### WHAT THE TASK REQUIRES
Please report, copied in full, each line of the data below that contains the word "shadow".

___

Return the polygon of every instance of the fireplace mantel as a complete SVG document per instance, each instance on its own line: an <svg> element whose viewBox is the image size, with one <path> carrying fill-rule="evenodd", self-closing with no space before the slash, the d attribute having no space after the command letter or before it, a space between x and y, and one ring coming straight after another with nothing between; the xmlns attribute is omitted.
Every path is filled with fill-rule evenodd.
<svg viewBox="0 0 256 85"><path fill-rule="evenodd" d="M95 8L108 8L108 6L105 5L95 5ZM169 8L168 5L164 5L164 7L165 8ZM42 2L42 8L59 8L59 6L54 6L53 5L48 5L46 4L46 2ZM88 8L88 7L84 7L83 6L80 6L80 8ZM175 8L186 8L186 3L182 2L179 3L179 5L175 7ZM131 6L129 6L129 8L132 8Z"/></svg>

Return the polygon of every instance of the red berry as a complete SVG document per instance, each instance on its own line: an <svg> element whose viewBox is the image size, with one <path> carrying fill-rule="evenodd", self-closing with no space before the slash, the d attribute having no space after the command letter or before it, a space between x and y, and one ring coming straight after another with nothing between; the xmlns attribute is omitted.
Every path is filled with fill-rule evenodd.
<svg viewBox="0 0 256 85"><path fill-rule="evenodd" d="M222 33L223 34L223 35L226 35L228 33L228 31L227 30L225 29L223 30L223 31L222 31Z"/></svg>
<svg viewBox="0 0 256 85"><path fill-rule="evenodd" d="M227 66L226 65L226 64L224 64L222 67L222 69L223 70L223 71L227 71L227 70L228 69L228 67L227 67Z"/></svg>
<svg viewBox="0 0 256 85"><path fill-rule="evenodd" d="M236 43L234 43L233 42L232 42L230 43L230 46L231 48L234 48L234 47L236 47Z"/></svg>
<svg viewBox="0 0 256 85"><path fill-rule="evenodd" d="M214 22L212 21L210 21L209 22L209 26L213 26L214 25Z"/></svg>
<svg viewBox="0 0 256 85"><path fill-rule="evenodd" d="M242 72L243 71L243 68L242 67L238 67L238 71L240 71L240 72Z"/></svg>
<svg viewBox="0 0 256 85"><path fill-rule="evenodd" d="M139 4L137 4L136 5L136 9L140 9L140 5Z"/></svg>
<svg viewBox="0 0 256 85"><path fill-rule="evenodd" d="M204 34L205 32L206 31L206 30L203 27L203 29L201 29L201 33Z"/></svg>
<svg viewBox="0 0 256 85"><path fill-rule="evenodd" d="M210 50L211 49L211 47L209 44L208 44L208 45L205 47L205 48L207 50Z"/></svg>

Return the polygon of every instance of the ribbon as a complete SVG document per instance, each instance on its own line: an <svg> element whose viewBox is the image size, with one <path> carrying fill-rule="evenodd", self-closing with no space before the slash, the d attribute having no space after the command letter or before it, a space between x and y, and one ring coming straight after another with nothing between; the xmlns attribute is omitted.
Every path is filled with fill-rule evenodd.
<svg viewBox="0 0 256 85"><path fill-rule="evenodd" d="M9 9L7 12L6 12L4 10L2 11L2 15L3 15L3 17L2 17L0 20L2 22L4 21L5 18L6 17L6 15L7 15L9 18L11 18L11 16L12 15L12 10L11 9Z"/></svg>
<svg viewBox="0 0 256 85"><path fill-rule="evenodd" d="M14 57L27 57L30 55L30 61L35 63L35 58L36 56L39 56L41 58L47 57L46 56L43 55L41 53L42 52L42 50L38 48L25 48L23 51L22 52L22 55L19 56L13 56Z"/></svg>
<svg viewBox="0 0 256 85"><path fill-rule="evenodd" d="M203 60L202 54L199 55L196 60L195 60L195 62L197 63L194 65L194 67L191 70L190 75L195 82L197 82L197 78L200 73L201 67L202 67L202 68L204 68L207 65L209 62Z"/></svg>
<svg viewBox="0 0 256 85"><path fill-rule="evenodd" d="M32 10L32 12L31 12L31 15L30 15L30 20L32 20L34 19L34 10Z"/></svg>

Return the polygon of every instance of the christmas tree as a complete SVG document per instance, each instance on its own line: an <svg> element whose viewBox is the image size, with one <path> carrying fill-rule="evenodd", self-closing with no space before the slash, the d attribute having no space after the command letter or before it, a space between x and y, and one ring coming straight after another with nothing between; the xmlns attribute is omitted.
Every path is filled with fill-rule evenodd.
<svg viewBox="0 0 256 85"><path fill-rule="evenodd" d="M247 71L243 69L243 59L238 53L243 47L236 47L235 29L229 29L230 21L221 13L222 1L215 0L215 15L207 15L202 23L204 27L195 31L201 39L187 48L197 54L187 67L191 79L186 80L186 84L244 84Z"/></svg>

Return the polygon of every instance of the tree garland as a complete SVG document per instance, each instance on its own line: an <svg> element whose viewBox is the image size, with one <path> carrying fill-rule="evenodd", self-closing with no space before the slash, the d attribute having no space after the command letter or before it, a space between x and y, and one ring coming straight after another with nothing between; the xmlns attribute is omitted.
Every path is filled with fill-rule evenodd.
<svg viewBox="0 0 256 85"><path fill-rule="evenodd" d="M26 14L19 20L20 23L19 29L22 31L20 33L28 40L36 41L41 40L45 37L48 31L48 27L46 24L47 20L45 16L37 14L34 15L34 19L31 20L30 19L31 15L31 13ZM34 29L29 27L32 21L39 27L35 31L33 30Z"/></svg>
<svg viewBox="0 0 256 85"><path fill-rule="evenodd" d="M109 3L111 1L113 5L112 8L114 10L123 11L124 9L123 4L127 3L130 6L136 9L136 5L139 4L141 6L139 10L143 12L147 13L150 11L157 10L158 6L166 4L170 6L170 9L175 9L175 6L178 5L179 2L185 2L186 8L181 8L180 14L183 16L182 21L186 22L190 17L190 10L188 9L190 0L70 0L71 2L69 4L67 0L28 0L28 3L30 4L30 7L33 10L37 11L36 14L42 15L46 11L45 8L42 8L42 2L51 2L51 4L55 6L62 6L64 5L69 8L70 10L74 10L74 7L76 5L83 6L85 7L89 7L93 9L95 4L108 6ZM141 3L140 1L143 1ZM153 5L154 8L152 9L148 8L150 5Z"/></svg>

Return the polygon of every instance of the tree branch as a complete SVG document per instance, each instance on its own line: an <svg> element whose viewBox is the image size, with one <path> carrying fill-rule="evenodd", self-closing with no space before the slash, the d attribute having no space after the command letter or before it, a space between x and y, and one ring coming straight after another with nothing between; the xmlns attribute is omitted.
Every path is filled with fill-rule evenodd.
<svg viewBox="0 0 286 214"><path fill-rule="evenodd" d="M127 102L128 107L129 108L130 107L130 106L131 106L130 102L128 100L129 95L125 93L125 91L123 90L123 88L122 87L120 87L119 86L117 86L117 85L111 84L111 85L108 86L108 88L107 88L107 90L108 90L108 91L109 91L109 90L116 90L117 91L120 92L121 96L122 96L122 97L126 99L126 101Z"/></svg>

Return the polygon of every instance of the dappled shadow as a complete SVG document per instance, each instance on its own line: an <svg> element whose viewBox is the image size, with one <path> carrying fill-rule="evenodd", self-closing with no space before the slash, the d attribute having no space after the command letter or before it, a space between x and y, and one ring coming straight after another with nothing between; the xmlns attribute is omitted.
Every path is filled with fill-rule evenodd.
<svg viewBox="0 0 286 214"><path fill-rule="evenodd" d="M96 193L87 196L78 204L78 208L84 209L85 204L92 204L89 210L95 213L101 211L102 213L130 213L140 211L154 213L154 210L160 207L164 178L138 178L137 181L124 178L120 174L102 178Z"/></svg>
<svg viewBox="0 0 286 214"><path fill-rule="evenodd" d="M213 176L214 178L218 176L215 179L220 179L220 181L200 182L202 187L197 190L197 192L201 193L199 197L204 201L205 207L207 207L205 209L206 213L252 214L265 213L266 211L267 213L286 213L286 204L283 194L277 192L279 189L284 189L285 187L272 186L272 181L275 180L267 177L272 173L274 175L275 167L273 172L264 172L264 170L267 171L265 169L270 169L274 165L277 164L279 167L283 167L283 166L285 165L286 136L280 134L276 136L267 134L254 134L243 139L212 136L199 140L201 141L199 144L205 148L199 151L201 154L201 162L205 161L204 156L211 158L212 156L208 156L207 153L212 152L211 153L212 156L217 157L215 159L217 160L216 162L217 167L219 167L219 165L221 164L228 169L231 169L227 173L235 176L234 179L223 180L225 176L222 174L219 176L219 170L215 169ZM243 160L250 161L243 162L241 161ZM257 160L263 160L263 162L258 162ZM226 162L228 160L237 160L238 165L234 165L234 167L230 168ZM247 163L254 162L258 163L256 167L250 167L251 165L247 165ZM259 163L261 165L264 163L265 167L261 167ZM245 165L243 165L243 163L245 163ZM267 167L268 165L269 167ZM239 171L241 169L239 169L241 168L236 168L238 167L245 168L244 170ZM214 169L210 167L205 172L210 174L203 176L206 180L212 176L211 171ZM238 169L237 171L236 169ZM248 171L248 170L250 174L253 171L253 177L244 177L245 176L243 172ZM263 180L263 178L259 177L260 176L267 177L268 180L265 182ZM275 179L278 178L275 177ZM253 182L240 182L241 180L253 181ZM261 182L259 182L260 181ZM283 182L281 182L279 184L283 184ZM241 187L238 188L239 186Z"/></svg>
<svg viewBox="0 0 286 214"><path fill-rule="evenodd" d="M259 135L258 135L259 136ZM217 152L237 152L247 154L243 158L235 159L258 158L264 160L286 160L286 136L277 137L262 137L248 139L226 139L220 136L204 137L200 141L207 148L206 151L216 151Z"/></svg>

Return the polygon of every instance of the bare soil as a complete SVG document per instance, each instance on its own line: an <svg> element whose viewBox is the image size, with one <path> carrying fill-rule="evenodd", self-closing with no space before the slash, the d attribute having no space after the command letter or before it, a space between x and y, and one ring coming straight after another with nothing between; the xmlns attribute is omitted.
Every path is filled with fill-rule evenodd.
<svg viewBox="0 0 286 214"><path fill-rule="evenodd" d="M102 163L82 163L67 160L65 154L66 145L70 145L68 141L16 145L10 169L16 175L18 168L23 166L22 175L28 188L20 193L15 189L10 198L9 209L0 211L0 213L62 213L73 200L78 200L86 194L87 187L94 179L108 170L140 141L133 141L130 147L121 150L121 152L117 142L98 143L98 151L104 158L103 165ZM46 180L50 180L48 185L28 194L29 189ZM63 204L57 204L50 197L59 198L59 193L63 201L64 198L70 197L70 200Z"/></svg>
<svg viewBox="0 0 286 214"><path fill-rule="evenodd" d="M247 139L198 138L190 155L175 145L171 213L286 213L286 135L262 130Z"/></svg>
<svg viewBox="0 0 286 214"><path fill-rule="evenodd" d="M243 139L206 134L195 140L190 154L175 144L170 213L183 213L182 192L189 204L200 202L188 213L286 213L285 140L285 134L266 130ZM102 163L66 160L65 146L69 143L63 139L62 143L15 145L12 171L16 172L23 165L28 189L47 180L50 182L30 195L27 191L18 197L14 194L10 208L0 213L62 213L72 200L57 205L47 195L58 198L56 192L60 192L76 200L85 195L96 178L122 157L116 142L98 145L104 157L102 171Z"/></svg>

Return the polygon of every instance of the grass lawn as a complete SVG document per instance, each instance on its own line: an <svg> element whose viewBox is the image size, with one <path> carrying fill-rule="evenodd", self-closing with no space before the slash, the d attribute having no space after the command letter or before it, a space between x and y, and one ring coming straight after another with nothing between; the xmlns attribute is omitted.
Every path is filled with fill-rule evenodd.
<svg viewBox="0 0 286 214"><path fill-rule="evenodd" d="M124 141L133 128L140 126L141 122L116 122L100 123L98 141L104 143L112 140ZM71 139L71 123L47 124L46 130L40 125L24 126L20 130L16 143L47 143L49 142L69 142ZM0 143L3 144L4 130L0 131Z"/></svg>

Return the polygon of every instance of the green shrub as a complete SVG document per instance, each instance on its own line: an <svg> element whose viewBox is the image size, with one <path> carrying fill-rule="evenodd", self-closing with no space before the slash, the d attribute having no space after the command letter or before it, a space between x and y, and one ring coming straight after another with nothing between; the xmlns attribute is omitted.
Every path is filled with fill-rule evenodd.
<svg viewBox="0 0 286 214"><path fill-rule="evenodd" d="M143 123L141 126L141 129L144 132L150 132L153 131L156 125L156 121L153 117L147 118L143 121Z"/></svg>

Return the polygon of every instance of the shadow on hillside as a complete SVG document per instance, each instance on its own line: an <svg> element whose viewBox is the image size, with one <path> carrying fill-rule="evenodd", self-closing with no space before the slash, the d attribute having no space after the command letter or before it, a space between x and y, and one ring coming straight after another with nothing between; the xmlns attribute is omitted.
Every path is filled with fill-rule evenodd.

___

### FINISHED ANSWER
Return the polygon of every instance of the dappled shadow as a complete SVG document per instance, each instance on its own line: an <svg> element whose viewBox is the image size, with one <path> carrying fill-rule="evenodd", self-closing with no space before the slash, the d attribute having no space after the command letter or before it, a space between x and y, and one ring coming straight after another with nothing between; the xmlns attribute is omitted.
Return the polygon of every instance of the shadow on hillside as a complete SVG document per instance, each instance on its own line: an <svg> element whose viewBox is the image size, with one <path> carrying fill-rule="evenodd", self-closing with no space before the slash, the d attribute having no space after the command letter or before it, a space between x and y, and one ring coming straight after another with nothing between; the xmlns attribute is omitted.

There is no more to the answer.